[start]

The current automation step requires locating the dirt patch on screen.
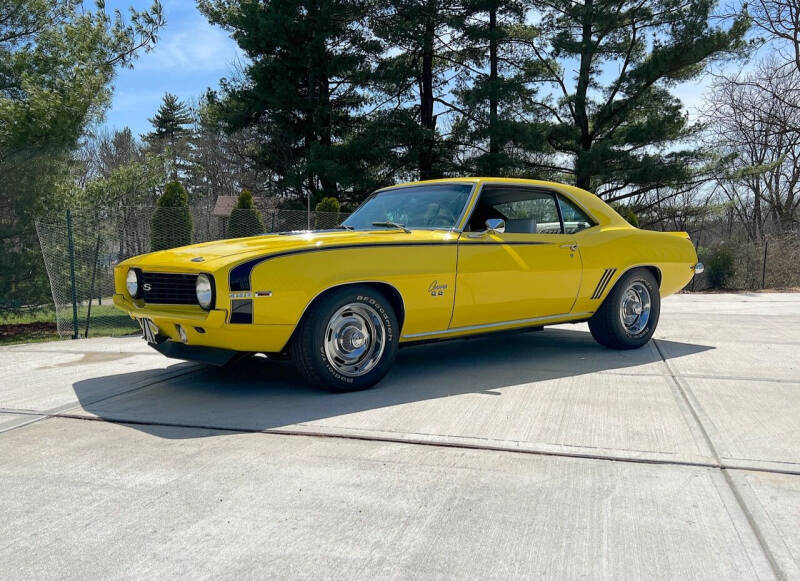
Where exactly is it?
[0,323,58,342]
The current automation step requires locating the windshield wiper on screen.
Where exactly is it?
[372,222,411,234]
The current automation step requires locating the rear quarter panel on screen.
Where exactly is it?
[573,226,697,312]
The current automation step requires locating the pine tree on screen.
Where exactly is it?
[371,0,458,180]
[145,93,193,180]
[228,190,264,238]
[199,0,378,204]
[314,198,340,230]
[150,181,192,252]
[527,0,748,201]
[452,0,545,176]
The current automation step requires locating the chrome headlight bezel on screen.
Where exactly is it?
[194,273,217,311]
[125,268,142,299]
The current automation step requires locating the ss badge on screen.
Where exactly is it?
[428,280,447,297]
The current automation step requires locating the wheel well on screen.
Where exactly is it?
[603,264,661,303]
[300,281,406,329]
[637,266,661,288]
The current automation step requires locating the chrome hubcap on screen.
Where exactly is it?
[325,303,386,377]
[619,281,650,335]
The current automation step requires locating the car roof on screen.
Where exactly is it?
[378,177,631,228]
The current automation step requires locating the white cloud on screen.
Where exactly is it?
[135,15,243,73]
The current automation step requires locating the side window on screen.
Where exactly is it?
[494,192,561,234]
[558,196,594,234]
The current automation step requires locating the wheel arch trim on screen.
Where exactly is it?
[599,263,663,302]
[295,280,406,332]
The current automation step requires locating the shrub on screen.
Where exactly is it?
[314,198,340,230]
[228,190,264,238]
[150,181,192,252]
[706,246,736,289]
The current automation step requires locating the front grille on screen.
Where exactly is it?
[142,272,198,305]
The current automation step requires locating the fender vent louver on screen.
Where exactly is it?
[592,268,617,299]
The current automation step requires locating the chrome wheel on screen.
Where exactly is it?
[619,281,651,335]
[325,303,386,377]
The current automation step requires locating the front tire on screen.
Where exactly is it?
[292,286,399,392]
[589,268,661,349]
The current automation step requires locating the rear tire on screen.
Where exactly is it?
[292,285,399,392]
[589,268,661,349]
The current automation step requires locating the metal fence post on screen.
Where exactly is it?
[83,234,100,339]
[67,210,78,339]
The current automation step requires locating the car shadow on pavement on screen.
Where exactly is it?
[73,328,713,438]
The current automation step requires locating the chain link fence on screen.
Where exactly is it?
[36,207,347,338]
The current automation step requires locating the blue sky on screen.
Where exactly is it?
[105,0,242,134]
[104,0,740,135]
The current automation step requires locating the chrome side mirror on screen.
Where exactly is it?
[484,218,506,234]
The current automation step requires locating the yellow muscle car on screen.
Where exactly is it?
[114,178,703,391]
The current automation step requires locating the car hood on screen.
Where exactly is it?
[123,230,458,272]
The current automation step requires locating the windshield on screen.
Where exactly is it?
[342,184,472,230]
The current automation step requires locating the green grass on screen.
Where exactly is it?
[0,300,139,345]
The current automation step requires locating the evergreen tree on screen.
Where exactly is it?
[199,0,379,203]
[528,0,748,201]
[371,0,458,180]
[0,0,164,308]
[150,181,192,252]
[314,198,341,230]
[228,190,264,238]
[145,93,193,180]
[453,0,545,177]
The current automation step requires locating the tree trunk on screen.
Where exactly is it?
[419,15,438,180]
[488,5,500,176]
[575,0,594,190]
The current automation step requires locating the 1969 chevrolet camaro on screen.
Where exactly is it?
[114,178,702,391]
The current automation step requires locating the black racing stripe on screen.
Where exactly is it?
[592,268,617,299]
[230,299,253,325]
[228,240,554,291]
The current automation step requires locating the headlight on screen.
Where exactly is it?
[194,274,214,311]
[125,268,139,299]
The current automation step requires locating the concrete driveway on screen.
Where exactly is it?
[0,294,800,580]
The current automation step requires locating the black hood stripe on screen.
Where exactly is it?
[228,240,554,292]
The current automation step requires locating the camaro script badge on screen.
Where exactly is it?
[428,280,447,297]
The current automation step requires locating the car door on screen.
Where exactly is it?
[450,185,581,328]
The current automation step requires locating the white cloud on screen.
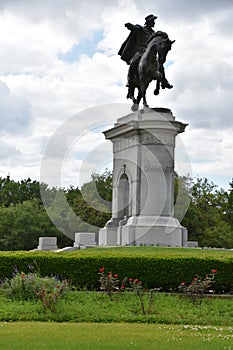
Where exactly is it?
[0,0,233,191]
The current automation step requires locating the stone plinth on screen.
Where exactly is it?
[74,232,96,247]
[37,237,58,250]
[99,108,187,246]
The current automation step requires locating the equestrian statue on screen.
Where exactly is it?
[118,14,175,111]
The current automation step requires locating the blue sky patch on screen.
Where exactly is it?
[59,30,104,63]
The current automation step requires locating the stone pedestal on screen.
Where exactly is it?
[74,232,96,247]
[99,108,187,247]
[37,237,58,250]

[end]

■ Exercise instructions: Reproduce all of the records above verbatim, omitting the pictures.

■ Completed task:
The current automation step requires locating the dirt patch on screen.
Where exactly is it?
[0,323,58,342]
The current automation step requires locating the windshield wiper on screen.
Where exactly is it?
[372,222,411,234]
The current automation step requires locating the rear quarter panel on screen.
Where exactly is it?
[573,226,697,312]
The current automation step requires locating the pine tree on screen.
Where exactly is it?
[371,0,458,180]
[145,93,193,180]
[228,190,264,238]
[199,0,378,204]
[314,198,340,230]
[150,181,192,252]
[527,0,748,201]
[452,0,545,176]
The current automation step requires locating the chrome headlight bezel on screen.
Where exactly is it?
[194,273,217,311]
[125,268,142,299]
The current automation step requires locating the ss badge on screen.
Where exactly is it?
[428,280,447,297]
The current automation step requires locating the wheel well on screen.
Where exactly is it?
[603,264,661,303]
[300,281,406,329]
[637,266,661,288]
The current automation step requires locating the chrome hubcap on screen.
Where exactly is it?
[325,303,386,377]
[619,281,650,335]
The current automation step requires locating the car roof on screen.
Where exactly is it?
[378,177,631,228]
The current automation step requires locating the white cloud on screen.
Where exactly is it?
[135,15,243,73]
The current automation step requires locating the side window on screen.
Where exactly is it?
[494,192,561,234]
[558,196,594,234]
The current automation step requires locating the wheel arch trim on screen.
Where exactly is it?
[599,263,663,302]
[295,280,406,332]
The current automation step requires locating the shrub on screen.
Where exactly is it?
[314,198,340,230]
[228,190,264,238]
[150,181,192,252]
[706,246,736,289]
The current automation step requires locating the front grille on screen.
Where exactly is it?
[142,272,198,305]
The current automation step requires locating the fender vent louver on screen.
Where exactly is it?
[592,268,617,299]
The current automation step requires locating the chrome wheel on screen.
Where exactly is it?
[619,281,651,335]
[325,303,386,377]
The current automation step requires locating the front tire on screen.
Where exactly is it?
[292,286,399,392]
[589,268,661,349]
The current automation step requires locating the rear tire on screen.
Where exactly is it?
[292,285,399,392]
[589,268,661,349]
The current automation step requires locating the metal fence post on screen.
Where exactly is it?
[83,234,100,339]
[67,210,78,339]
The current automation step requires locating the car shadow on pavement on screen.
Where exactly is it?
[73,328,713,438]
The current automation step requires locating the chain link fence on screen.
Where exactly is it?
[36,207,347,338]
The current automation step requires locating the blue sky on screen.
Where exactly is it?
[105,0,242,134]
[104,0,740,135]
The current automation step requires locating the chrome side mirror on screen.
Where exactly is it?
[484,218,506,234]
The current automation step requires locating the yellow muscle car on screen.
Where exactly is it?
[114,178,703,391]
The current automation step requires locating the car hood on screen.
Where exactly is it?
[123,230,458,272]
The current automation step requires locating the windshield on screen.
Where exactly is it?
[342,184,472,230]
The current automation step requires locating the green grass on screen.
Where exactly is it?
[0,300,139,345]
The current automation step requires locating the evergreen tree on screen.
Where exactly is it?
[199,0,379,203]
[528,0,748,201]
[371,0,458,180]
[0,0,164,308]
[150,181,192,252]
[314,198,341,230]
[228,190,264,238]
[145,93,193,180]
[453,0,545,177]
The current automation step requires locating the tree trunk on screen.
Where exactly is it?
[419,15,438,180]
[488,5,500,176]
[575,0,594,190]
The current automation step requires locating the 1969 chevrolet camaro on screen.
Where exactly is it?
[114,178,702,391]
The current automation step requires locating the black racing stripe on screen.
Where exactly is it?
[592,268,617,299]
[230,299,253,325]
[228,240,554,291]
The current automation step requires locating the headlight on screen.
Where exactly is it?
[194,274,214,311]
[125,268,139,299]
The current automation step requires locating the concrete driveway on screen.
Where exactly is it?
[0,294,800,580]
The current automation step requires locating the black hood stripe on screen.
Where exactly is it?
[228,240,554,292]
The current automation step requires locating the camaro script badge on screen.
Where exactly is it?
[428,280,447,297]
The current automation step requires locating the car door on screen.
Where exactly is it?
[450,185,581,328]
The current automation step requires locating the white cloud on screen.
Where exactly is it?
[0,0,233,191]
The current automation step requires locating the stone plinth on screen.
Where exactly is it?
[74,232,96,247]
[37,237,58,250]
[99,108,187,246]
The current automation step requires locating the equestrian statue on screen.
Where exactly is it?
[118,14,175,111]
The current automation step requires locating the blue sky patch on screen.
Where exactly is it?
[59,30,104,63]
The current automation step requires locating the stone pedestal on screen.
Where exactly is it?
[74,232,96,247]
[99,108,187,247]
[37,237,58,250]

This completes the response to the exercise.